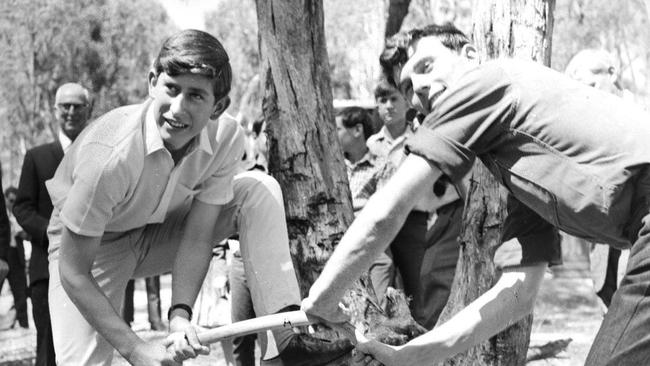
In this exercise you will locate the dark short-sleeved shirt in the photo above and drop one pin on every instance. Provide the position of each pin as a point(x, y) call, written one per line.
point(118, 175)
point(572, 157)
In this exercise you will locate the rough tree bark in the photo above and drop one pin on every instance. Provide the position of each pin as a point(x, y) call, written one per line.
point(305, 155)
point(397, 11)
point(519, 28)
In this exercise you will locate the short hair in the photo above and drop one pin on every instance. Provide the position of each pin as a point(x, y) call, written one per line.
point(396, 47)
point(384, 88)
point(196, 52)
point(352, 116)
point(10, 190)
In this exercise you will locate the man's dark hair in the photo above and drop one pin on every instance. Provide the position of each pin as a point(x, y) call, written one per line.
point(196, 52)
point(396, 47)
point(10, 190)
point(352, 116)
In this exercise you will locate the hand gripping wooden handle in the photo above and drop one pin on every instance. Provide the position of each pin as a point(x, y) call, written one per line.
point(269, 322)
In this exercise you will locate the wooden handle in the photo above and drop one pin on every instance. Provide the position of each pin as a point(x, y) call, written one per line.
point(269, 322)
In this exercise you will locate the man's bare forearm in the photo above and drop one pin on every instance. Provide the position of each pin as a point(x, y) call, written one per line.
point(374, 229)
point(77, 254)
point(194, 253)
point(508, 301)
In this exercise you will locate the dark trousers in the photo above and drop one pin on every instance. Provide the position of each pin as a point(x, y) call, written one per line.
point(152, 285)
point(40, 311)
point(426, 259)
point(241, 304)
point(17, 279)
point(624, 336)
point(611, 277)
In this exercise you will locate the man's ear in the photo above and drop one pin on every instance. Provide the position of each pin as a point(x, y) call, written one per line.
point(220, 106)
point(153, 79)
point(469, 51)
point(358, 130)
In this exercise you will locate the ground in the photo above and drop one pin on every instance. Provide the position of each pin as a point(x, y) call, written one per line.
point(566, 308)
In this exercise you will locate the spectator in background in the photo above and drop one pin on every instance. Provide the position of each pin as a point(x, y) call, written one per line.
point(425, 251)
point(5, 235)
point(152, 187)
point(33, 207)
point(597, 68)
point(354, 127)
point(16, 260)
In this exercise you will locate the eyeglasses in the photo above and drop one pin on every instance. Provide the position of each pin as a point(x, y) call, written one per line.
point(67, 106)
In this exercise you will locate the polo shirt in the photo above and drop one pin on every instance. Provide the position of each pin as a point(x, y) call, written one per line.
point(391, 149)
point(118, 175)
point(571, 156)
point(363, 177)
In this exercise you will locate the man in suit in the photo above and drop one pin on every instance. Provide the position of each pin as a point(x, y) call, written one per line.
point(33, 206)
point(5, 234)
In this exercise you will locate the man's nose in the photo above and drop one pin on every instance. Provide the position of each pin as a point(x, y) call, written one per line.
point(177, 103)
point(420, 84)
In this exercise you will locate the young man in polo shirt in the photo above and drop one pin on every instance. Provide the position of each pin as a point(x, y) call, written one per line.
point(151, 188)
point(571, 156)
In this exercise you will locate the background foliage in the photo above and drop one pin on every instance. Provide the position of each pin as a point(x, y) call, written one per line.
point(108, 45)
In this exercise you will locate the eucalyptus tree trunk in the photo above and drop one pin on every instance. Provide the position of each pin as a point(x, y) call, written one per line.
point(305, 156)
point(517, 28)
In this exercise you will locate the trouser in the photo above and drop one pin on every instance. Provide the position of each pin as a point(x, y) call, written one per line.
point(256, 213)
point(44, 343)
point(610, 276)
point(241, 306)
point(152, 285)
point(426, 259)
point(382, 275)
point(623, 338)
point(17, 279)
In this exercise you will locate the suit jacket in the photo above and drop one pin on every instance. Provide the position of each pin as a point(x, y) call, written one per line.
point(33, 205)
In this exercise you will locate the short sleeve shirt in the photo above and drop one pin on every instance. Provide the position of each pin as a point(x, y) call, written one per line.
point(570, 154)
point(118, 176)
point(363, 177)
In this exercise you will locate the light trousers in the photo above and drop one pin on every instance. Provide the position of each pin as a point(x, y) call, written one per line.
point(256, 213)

Problem statement>
Could you arrange the items starting at the line that contains "In this exercise you will locate the man's ear" and ending at the line that contains "point(67, 106)" as a two-column CSV with the columns item_text and answer, one row per item? Put each field in quotation marks and turn any line breaks in it into spaces.

Exercise solution>
item_text,answer
"In this exercise you will locate the man's ear in the photo above and drop one pin on every instance. Provide the position of each pin as a point(x, y) call, written one per line.","point(220, 106) point(153, 79) point(469, 51) point(358, 130)"
"In this exercise you will locate the ground in the photo above and drop one pin on every instance. Provide the position of each pin as a point(x, y) call, written one per line.","point(566, 308)"
"In this exercise you will locate the spectator in background in the photo above and drop one pin on every instance. Provide the position of each pin as a point(x, y) call, written one per line.","point(425, 251) point(5, 235) point(152, 187) point(33, 207) point(597, 68) point(354, 127) point(16, 260)"
"In this exercise you will locate the eyeglasses in the photo above and drop one pin on every instance. Provide the position of each pin as a point(x, y) call, written one per line.","point(67, 106)"